___ Record set
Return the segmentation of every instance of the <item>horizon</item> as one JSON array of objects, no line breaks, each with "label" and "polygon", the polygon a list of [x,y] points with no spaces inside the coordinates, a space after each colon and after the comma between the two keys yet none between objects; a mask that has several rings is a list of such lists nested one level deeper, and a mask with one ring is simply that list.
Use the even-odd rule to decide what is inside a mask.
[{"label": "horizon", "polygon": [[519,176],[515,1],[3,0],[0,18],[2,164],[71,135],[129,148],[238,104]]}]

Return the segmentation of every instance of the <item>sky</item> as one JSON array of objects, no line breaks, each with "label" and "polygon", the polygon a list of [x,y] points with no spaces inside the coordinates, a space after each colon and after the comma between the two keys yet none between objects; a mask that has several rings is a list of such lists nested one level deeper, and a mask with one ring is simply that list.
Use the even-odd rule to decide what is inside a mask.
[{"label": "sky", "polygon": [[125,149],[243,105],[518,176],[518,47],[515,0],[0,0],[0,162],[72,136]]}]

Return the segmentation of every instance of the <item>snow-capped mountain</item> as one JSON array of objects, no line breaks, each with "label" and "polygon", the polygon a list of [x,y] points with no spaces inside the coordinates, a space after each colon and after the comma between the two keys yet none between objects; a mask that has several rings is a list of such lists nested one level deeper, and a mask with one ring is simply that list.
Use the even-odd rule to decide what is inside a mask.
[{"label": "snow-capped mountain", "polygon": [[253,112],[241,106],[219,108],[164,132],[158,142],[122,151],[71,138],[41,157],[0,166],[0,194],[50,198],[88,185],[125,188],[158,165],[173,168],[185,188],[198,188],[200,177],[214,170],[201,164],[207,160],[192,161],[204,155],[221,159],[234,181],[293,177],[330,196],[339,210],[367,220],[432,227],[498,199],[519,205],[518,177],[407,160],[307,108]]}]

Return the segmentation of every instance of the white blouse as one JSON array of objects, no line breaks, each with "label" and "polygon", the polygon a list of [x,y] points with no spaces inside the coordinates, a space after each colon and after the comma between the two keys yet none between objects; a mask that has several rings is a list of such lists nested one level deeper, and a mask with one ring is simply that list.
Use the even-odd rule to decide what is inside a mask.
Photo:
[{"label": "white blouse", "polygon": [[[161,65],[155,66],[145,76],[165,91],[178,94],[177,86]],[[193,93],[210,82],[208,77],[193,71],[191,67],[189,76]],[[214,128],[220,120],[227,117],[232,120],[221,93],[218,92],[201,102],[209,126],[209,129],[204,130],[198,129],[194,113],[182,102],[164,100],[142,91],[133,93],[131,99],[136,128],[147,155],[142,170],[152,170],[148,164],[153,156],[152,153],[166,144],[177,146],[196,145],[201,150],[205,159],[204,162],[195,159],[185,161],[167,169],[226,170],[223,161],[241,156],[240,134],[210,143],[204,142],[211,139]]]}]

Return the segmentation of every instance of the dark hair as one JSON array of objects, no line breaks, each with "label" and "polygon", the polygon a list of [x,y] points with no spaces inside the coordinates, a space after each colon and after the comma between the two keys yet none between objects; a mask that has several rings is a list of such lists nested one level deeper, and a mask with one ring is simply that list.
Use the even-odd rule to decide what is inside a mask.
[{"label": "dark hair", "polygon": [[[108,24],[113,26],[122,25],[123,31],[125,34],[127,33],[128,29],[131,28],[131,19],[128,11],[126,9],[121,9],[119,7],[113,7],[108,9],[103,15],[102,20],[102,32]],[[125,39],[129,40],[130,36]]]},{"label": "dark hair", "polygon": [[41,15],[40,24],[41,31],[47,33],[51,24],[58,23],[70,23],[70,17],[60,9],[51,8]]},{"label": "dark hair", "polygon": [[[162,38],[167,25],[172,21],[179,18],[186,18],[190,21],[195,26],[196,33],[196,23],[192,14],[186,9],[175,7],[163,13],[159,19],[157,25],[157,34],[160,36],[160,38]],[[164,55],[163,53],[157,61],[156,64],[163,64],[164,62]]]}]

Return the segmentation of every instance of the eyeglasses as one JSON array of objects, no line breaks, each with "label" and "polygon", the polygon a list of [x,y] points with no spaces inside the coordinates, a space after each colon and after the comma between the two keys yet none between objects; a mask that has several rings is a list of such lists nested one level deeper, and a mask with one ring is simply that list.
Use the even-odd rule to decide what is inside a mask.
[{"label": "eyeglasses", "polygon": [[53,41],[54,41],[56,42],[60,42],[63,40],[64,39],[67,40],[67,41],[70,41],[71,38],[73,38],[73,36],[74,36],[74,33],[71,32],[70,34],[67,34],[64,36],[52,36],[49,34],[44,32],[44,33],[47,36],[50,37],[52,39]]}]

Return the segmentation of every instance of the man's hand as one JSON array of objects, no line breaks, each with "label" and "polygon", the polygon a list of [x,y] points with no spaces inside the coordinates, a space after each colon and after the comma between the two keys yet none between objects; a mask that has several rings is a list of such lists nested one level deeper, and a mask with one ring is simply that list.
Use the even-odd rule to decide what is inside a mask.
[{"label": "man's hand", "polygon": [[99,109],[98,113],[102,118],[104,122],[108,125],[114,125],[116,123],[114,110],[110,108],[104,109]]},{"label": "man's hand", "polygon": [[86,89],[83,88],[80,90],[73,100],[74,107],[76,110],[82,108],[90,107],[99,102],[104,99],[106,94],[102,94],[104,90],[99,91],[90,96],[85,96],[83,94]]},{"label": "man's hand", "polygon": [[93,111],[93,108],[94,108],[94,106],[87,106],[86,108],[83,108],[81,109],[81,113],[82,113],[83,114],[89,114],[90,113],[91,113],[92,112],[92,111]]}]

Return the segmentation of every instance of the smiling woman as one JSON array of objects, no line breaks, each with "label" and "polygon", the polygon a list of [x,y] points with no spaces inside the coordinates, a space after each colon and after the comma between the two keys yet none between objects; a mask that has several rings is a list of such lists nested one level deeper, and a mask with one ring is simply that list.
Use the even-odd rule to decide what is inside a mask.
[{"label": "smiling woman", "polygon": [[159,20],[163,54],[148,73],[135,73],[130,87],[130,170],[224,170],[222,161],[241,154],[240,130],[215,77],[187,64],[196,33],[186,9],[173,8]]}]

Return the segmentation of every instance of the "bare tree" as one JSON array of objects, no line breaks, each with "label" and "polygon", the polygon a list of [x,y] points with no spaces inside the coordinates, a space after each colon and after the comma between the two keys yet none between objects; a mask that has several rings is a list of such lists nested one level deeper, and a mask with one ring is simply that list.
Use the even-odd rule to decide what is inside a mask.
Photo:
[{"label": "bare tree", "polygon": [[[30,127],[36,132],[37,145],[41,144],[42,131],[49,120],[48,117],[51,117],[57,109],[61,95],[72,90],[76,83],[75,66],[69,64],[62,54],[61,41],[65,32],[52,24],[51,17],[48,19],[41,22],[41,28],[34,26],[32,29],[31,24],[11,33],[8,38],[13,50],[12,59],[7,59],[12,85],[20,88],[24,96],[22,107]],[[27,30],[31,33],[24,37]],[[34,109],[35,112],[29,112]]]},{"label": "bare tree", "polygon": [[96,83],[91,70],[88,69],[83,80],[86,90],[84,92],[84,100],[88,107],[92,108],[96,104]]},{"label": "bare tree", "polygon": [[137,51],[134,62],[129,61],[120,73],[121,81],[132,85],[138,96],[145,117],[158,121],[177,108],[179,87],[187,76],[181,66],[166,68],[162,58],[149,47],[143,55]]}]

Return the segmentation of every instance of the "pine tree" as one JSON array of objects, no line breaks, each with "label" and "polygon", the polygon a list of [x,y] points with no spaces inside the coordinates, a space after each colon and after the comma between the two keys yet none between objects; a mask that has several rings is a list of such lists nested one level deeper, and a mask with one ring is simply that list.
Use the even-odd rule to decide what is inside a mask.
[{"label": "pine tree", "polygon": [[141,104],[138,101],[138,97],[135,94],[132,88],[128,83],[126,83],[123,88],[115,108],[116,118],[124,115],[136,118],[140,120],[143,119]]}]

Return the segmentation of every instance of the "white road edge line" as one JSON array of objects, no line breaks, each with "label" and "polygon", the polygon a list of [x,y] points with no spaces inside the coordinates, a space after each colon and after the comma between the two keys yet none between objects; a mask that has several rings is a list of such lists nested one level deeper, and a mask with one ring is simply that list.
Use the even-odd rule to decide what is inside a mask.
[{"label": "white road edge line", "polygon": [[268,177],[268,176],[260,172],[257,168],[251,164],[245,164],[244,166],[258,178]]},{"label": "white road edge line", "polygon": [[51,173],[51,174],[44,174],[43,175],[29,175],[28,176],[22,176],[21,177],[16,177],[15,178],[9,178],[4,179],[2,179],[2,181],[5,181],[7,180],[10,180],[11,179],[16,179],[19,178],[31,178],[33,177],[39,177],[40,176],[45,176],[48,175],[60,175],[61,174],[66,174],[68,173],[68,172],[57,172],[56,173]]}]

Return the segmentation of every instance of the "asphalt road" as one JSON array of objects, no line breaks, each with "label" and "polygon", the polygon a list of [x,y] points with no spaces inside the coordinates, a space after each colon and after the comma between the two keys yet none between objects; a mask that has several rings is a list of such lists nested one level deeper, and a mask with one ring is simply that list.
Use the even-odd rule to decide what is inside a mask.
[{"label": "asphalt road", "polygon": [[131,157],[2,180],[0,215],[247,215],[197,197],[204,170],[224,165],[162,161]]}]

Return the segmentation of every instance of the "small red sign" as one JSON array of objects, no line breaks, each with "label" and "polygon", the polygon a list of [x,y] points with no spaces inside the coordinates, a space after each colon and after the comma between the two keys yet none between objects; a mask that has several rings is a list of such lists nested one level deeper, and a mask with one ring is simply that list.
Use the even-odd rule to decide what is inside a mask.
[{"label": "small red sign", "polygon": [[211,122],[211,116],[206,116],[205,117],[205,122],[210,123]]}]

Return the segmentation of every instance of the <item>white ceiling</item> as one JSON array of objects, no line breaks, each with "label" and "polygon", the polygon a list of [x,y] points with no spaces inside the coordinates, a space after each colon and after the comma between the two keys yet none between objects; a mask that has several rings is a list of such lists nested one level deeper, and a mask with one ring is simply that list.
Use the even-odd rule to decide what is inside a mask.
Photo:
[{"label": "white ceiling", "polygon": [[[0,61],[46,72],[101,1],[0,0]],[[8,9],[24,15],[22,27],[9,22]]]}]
______
◆ Problem description ◆
For this exercise, please retype exactly the lines in the listing from the line with "Return the segmentation of every instance of the <item>white" through its last line, both ends included.

◆ Response to this task ◆
Return the segmentation of every instance of the <item>white ceiling</item> as one JSON array of objects, no line breaks, each with "label" and "polygon", the polygon a list of [x,y] points with no spaces inside the coordinates, a space after each colon and after the comma between the two keys yet none between objects; a mask that has several rings is a list of such lists nested one level deeper, and a mask with one ring is simply that list.
Use the even-odd rule to decide what is inside a mask.
Photo:
[{"label": "white ceiling", "polygon": [[[0,61],[46,72],[101,1],[0,0]],[[8,9],[24,15],[22,27],[9,22]]]}]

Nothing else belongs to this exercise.